THE INPUT –

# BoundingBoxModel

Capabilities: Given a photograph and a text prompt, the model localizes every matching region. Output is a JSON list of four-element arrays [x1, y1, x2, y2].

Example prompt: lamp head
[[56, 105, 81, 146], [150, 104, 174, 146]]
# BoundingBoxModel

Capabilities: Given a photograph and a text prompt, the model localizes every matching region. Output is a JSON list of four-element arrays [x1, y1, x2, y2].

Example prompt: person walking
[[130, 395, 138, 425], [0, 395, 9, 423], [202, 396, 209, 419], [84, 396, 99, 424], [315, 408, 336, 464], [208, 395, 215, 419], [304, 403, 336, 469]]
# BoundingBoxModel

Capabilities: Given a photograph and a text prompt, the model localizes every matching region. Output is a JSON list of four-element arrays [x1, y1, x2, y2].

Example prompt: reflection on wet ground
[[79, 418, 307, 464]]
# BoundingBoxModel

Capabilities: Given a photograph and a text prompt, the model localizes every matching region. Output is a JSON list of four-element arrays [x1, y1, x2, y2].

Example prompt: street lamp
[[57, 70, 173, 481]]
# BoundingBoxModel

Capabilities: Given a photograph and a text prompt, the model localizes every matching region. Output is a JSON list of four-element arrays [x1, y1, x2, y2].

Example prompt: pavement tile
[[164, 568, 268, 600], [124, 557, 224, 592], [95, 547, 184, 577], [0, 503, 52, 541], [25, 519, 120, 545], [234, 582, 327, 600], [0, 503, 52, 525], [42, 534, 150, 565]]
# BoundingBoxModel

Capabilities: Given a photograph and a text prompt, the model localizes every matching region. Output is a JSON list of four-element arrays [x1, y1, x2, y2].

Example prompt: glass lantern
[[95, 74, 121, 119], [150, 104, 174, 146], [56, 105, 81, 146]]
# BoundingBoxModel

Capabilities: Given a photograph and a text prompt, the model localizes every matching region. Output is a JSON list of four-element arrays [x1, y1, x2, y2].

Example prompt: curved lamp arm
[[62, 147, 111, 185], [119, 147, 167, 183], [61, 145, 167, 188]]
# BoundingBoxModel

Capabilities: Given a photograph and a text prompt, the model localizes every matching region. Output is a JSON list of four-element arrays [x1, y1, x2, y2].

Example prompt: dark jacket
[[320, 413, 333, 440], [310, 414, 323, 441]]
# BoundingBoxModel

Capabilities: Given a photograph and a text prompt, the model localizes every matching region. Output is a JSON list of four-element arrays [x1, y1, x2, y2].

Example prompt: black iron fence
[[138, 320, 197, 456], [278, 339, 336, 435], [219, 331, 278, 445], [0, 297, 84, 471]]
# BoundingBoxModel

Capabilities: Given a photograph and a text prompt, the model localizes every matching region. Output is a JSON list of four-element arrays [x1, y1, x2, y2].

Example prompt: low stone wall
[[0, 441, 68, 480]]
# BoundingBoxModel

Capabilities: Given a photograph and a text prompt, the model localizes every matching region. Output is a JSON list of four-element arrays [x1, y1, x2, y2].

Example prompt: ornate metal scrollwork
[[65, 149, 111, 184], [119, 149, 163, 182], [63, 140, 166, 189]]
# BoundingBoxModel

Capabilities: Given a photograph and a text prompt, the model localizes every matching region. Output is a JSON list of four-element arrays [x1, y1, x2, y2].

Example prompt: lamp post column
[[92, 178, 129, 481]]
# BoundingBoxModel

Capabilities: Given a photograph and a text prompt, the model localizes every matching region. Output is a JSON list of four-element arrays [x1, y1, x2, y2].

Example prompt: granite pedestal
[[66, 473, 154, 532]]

EXERCISE BRIEF – Using the same words as the original, repeat the records above.

RESPONSE BELOW –
# BoundingBoxModel

Capabilities: Given a photograph and a text prompt, the model localizes every matching region. Output is a JSON list of four-element arrays [x1, y1, x2, y2].

Example prompt: lamp head
[[56, 105, 81, 146], [150, 104, 174, 146]]
# BoundingBoxModel

Capabilities: Given a photograph and a text prompt, the model localizes every matching region. Output is a JSON list of four-element arrays [x1, y1, x2, y2].

Example prompt: person walking
[[130, 395, 138, 425], [0, 395, 9, 423], [202, 396, 209, 419], [84, 396, 99, 424], [315, 408, 336, 464], [208, 395, 215, 419], [304, 403, 336, 469]]
# BoundingBoxModel

Capabilities: Given a photograph and a text prompt, the model localizes every matching region. Output is a JSON list of four-element arrays [x1, y1, x2, y2].

Example prompt: reflection on wet ground
[[79, 418, 307, 464]]
# BoundingBoxModel

Capabilities: Given a photograph and a text prompt, the model localizes every matching region. Output is a JSON list of four-element arrays [x1, y1, x2, y2].

Example prompt: street lamp
[[57, 70, 173, 481]]
# BoundingBoxModel

Capabilities: Given a photograph and a text prompt, the model localizes every matching region. Output is a JSON list of four-element arrays [x1, y1, x2, y2].

Example prompt: pavement tile
[[164, 568, 268, 600], [124, 557, 224, 592], [95, 547, 184, 577], [0, 503, 52, 541], [25, 519, 120, 545], [234, 582, 327, 600], [0, 503, 52, 525], [42, 534, 150, 565]]
# BoundingBoxModel

Capabilities: Given a photograph and a text prompt, the model localizes every matching region. Output is a JSON list of four-element arrays [x1, y1, x2, y2].

Example prompt: glass lantern
[[95, 74, 121, 119], [150, 104, 174, 146], [56, 105, 81, 146]]
# BoundingBoxModel

Capabilities: Given a photograph and a text prompt, the model localizes every matching region. Output is a JSON list of four-element arrays [x1, y1, x2, y2].

Example prompt: curved lamp arm
[[62, 147, 111, 185], [119, 147, 167, 183], [61, 145, 167, 188]]
# BoundingBoxModel

Capabilities: Given a photograph and a text prompt, the model localizes every matching region. Output is a JSON list of four-element arrays [x1, y1, x2, y2].

Example prompt: dark jacket
[[320, 413, 333, 440], [310, 414, 323, 441]]
# BoundingBoxModel

Capabilities: Given a photograph and a text prompt, the model localizes every matching region. Output is a JSON list of four-element arrays [x1, y1, x2, y2].

Example prompt: black iron fence
[[138, 320, 197, 456], [278, 339, 336, 435], [219, 331, 278, 445], [0, 297, 84, 471]]
# BoundingBoxModel

Capabilities: Given a photograph and a text prompt, the model localizes every matching region. Output is a JSON list of four-element arrays [x1, y1, x2, y2].

Example prompt: low stone wall
[[0, 441, 68, 480]]
# BoundingBoxModel

Capabilities: Given a photograph and a text prompt, the model localizes every matching region. Output is a JSON list of four-element arrays [x1, y1, x2, y2].

Example prompt: ornate metal scrollwork
[[65, 149, 111, 184], [119, 149, 163, 182], [63, 140, 166, 189]]
# BoundingBoxModel

Capabilities: Given a photograph and a text prompt, the model localizes every matching region. Output is a JSON list of four-element arrays [x1, y1, x2, y2].

Example prompt: lamp post column
[[92, 178, 129, 481]]
# BoundingBoxModel

Capabilities: Given a photograph and a text prompt, the model localizes every matching region. Output is a JSON list of four-element arrays [x1, y1, x2, y2].

Example prompt: granite pedestal
[[66, 473, 154, 532]]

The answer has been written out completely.